■ Source extract ■
*** Block opens ***
Re: Why is bacon "processed"?
Preservatives are there to, er, preserve stuff, which is the opposite of why you eat it - your body needs to break it down to use it. You may as well eat flavoured sawdust. You'll be full, but malnourished and you'll be putting a strain on various systems which deal with breaking the food down. The commercial imperative for long shelf life reduces the usefulness of the food.
Additionally, processing food often leads to changing the nature of what you are eating. So peanut butter may be made from just peanuts, but probably not in their natural ratios of oil to protein. Soy milk may be made from just soy beans and water, but usually its just the soy protein which has been extracted from the beans (because the beans themselves taste nasty) and bound with the water molecules (otherwise they'd separate in transit). The problem is that you may be consuming things in unnatural quantities, which puts a strain on your body's systems - too much fat, too much salt, too much sugar are common culprits - they are cheap to produce and yes, they do taste nice.
Meat is a very efficient way of consuming stuff, but stuff can be good (nutrients) or bad (poisons, fats). Animals are just a way of processing the veg before consumption. Problems increase when your animals aren't given decent things to eat or are otherwise rendered unhealthy. It gets worse since meat is more difficult to preserve than vegetables and poor diet (feeding sheep to cows) is easy to disguise. The meat industry also attracts subsidies for production which skew the market costs of food. The upshot is, the less processing is involved, the less likely it is that someone has messed up your food.
*** Block closes ***
■ Study questions ■
A) Rewrite the paragraph of the forum post on processed food that begins "Additionally, processing food" in fewer words, keeping its main facts.
B) Carry on the forum post on processed food, starting after its final sentence.
None of the lines are needed for these tasks.

■ Given data ■
*** Block opens ***
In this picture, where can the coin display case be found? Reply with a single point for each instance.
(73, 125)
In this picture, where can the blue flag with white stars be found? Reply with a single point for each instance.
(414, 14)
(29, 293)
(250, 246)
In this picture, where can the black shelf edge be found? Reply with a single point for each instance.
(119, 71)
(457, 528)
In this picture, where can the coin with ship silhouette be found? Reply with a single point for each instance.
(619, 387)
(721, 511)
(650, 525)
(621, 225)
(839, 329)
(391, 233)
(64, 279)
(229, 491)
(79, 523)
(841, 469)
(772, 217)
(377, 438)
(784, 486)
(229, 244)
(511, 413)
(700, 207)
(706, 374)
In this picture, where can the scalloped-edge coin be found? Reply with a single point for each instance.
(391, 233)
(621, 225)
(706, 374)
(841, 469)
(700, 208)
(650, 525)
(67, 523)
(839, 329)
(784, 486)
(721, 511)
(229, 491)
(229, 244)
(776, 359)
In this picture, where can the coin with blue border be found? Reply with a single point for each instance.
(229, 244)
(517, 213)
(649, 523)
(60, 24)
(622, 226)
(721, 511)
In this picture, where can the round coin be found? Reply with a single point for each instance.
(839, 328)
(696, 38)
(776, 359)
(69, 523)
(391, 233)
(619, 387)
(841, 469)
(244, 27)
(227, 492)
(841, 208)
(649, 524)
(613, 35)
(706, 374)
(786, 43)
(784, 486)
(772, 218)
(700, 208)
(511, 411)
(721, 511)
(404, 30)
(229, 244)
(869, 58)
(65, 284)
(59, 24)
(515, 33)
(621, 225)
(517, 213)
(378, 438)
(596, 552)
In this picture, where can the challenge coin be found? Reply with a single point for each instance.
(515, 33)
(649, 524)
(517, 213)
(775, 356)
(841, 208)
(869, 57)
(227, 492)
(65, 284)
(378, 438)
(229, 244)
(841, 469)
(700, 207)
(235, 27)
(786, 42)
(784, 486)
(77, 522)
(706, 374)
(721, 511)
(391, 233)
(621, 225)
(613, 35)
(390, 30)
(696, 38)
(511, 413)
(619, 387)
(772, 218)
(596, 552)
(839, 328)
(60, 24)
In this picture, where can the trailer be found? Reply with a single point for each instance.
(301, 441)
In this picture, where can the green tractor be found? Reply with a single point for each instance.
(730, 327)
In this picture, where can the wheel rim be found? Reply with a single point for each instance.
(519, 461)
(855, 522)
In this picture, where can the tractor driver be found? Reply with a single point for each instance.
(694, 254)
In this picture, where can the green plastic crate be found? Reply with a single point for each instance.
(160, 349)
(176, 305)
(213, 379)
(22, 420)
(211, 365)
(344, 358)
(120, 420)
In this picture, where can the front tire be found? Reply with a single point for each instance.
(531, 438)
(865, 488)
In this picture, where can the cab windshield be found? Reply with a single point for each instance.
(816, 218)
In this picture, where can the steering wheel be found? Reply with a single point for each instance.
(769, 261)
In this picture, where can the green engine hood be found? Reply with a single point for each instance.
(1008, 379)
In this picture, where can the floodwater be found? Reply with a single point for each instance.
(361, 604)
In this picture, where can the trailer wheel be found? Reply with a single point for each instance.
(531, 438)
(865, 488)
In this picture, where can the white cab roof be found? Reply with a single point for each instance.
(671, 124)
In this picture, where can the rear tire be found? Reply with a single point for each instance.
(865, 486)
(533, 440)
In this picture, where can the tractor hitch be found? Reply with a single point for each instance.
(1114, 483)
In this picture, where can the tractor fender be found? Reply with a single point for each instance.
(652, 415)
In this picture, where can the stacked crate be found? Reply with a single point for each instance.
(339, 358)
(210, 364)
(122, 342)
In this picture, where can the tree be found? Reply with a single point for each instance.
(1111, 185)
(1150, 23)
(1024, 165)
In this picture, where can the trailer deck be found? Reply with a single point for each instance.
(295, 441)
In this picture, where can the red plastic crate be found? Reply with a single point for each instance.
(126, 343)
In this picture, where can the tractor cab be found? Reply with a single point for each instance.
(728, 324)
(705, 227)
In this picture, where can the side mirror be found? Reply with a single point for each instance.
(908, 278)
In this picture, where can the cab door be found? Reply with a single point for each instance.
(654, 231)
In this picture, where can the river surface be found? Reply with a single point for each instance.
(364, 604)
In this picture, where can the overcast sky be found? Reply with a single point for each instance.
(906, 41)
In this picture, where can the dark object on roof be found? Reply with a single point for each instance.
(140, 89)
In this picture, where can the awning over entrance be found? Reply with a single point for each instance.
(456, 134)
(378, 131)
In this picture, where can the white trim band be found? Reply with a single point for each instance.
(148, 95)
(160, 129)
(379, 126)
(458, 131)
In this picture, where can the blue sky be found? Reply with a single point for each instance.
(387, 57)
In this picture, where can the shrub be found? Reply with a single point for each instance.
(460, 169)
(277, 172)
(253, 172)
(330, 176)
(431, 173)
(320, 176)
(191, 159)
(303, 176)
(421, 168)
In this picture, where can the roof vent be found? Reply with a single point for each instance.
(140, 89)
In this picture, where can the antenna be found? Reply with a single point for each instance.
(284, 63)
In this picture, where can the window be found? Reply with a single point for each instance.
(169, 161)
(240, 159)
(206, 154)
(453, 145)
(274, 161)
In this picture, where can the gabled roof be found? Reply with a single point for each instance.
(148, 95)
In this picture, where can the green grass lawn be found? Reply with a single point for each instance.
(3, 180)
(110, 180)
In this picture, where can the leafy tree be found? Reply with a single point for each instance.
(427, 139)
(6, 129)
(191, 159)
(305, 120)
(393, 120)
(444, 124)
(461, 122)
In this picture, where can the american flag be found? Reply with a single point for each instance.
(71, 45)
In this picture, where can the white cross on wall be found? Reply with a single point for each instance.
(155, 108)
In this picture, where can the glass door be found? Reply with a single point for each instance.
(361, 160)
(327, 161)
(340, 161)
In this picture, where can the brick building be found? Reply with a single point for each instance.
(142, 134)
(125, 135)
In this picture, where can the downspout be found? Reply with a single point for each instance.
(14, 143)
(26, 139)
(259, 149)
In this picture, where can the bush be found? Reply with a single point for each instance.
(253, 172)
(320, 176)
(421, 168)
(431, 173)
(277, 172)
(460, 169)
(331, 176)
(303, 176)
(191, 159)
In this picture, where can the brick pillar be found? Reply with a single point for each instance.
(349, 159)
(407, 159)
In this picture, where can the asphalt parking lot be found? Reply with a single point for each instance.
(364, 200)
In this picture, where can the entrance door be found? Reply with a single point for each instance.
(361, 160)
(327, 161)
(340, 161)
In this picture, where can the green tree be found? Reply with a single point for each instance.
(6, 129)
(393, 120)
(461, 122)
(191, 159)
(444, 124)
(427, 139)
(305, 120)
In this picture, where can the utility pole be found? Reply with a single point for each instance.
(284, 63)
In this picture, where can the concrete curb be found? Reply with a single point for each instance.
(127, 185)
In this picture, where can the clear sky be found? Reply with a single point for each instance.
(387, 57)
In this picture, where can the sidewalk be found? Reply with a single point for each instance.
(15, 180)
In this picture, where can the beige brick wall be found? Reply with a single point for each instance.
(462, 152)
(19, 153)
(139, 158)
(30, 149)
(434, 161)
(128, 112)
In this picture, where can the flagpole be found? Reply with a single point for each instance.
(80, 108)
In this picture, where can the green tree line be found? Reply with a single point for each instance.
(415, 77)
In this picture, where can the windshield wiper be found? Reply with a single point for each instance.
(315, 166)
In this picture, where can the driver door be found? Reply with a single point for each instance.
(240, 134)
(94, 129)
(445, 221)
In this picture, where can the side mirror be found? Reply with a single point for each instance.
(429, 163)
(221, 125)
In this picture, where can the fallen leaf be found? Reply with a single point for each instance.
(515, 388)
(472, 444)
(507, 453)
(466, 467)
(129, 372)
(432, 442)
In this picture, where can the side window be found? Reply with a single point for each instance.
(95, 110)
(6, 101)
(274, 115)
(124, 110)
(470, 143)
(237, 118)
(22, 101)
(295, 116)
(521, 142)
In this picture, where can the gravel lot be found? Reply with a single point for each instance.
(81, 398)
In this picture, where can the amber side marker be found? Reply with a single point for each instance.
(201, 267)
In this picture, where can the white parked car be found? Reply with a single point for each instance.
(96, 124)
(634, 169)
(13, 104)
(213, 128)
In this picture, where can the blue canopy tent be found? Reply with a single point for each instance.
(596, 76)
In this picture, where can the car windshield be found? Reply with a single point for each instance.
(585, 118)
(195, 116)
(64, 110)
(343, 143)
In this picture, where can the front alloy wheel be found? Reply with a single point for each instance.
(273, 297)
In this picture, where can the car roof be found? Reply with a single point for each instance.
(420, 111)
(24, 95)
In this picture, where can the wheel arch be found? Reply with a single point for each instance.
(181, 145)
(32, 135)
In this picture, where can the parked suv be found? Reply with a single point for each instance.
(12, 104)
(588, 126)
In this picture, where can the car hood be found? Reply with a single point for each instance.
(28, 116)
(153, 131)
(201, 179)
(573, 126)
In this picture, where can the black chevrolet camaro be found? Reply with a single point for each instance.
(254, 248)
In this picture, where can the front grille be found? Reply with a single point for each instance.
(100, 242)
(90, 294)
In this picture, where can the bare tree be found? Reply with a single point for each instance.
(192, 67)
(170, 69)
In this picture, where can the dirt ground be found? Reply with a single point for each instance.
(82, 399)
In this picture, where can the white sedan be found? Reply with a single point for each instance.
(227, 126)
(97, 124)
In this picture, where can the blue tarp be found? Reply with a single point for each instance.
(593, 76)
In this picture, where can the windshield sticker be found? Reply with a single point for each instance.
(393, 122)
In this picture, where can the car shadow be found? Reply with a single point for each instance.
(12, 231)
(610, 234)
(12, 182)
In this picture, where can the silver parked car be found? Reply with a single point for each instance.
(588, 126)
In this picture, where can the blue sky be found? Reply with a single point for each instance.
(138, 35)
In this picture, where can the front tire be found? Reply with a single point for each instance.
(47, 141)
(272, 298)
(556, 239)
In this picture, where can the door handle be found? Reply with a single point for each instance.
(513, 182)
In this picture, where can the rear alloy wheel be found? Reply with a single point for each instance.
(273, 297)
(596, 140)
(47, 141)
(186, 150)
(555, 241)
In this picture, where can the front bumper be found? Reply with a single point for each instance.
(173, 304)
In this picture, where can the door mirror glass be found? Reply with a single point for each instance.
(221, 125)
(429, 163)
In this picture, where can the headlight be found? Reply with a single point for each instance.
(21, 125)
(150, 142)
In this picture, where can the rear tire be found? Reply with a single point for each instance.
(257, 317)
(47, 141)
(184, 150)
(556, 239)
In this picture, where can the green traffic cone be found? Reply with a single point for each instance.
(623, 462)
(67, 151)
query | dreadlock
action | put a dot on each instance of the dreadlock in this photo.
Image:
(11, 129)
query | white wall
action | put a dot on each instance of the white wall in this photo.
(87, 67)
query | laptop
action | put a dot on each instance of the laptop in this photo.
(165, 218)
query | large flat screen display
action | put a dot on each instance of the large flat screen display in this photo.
*** Block closes ***
■ Set of answers ■
A) Processing often changes the nature of food. Peanut butter may contain only peanuts, but probably not in their natural ratio of oil to protein. Soy milk usually contains only the protein extracted from soy beans, since the beans taste nasty, bound with water so the two don't separate in transit. As a result, people may eat things in unnatural quantities, which strains the body's systems. Too much fat, salt and sugar are common culprits because they are cheap to produce and taste nice.

B)
Diet is complicated - too complicated to be definitive but there are some generalisations and lessons to be learnt from statistics. Sometimes, by imposing broad guidelines you can avoid specific but common mistakes. For example, you can eat lean meat from healthy sources. However, going vegan means you cut out most of the sources of excessive fat available and can steer you away from a lifestyle-induced heart disease, which is the main cause of premature death in the West. It isn't just dropping things which helps. I've seen plenty of fat unhealthy vegetarians gorging on cheesecake. Dropping the meat isn't helping that much. However, not relying on meat for your nutrients can be a way to force yourself to look at consuming a wide variety of fresh veg, not just mushy peas from a can. Consuming fresh veg with lots of natural colours, not just white stuff, is good for you. This is why non-gmo is important - we don't want to be duped into eating unripe food by genetic shenanigans.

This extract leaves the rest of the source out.